──────── Provided data ────────
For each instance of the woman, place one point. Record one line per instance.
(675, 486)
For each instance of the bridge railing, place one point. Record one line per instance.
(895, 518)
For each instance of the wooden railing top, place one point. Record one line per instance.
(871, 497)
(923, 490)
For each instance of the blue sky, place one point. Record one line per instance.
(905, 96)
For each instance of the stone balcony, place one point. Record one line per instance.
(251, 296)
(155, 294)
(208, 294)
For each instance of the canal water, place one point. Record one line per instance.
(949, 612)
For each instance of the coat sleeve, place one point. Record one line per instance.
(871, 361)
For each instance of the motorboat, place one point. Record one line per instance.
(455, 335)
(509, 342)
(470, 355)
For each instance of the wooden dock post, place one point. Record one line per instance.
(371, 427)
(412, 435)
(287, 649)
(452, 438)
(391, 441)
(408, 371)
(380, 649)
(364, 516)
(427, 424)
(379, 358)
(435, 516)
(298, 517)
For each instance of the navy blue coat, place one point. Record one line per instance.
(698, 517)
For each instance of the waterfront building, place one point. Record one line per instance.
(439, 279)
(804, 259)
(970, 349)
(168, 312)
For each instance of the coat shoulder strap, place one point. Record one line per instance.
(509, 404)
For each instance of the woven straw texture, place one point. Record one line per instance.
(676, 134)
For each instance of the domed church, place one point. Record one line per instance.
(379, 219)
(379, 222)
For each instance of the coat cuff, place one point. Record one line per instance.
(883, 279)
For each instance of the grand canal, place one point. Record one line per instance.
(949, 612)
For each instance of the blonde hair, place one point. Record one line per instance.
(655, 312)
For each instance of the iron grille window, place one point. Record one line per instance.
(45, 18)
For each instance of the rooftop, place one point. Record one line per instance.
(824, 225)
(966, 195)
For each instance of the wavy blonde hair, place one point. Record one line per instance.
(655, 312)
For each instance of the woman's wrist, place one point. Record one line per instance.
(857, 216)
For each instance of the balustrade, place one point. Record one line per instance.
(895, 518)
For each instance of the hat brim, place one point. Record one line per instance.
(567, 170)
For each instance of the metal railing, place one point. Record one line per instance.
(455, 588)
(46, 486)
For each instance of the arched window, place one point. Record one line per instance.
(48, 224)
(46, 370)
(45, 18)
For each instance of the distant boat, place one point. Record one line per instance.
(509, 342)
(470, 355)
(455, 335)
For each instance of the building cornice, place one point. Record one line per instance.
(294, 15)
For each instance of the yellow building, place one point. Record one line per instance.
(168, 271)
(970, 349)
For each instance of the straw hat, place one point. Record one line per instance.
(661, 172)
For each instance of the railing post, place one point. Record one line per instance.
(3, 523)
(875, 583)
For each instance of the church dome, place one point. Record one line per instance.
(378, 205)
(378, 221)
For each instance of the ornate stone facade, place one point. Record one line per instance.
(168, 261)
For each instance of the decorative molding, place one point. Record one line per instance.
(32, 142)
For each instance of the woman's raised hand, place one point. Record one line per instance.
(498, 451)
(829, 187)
────────
──────── Provided data ────────
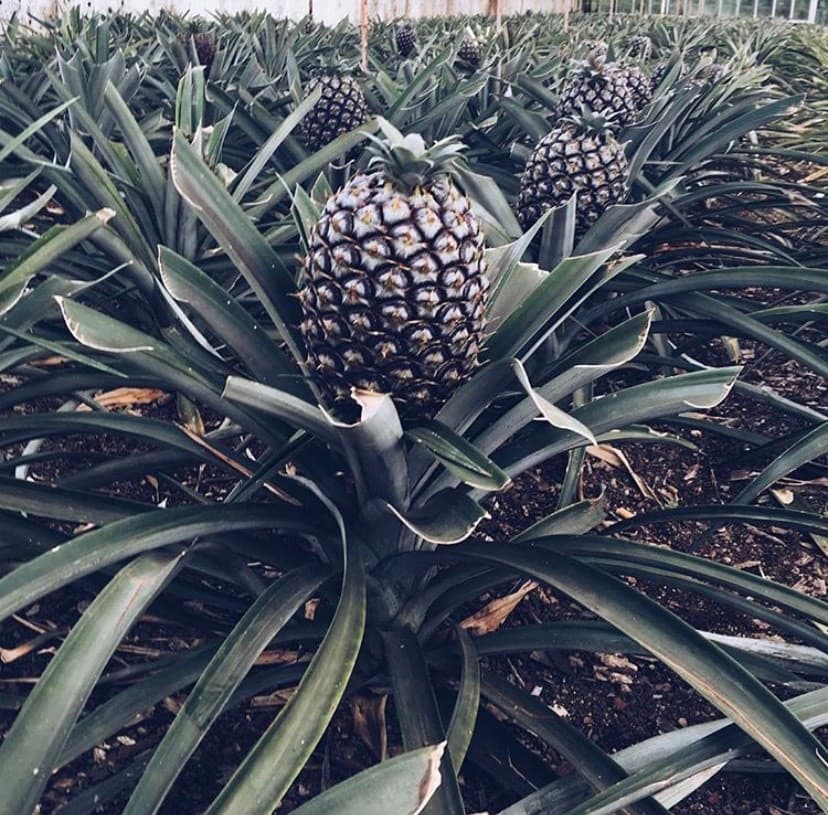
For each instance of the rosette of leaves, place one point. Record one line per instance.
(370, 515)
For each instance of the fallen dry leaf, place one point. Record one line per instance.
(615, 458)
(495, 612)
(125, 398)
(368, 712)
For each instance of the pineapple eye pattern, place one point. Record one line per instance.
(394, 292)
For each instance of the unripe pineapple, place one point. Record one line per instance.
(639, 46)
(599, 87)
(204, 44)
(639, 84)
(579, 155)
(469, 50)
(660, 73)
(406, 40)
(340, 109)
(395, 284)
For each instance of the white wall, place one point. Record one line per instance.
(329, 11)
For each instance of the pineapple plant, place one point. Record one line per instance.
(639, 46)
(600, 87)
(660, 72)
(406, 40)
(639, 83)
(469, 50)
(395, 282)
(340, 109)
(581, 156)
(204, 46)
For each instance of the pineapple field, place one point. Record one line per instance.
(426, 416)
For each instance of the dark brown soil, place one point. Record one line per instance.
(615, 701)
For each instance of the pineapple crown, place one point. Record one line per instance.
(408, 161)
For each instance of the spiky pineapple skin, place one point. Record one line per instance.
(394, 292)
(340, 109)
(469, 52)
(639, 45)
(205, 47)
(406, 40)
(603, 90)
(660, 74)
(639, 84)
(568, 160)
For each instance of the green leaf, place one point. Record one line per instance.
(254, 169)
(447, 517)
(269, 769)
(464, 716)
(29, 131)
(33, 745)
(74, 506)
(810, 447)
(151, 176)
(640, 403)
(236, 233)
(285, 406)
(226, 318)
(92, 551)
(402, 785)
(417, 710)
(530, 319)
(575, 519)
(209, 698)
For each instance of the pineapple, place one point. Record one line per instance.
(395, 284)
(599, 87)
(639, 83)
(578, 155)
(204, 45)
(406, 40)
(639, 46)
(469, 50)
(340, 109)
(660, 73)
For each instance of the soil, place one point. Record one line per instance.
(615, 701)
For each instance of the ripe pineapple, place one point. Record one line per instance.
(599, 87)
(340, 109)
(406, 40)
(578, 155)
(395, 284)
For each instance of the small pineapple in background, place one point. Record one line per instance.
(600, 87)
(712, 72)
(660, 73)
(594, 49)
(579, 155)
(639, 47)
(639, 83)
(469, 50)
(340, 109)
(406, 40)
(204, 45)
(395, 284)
────────
> [What you should do] Return each line above that contains the word "stone".

> [Answer]
For each instance of the stone balcony, place one point. Record one line per instance.
For each instance of the ornate stone facade, place one point. Record one line per instance.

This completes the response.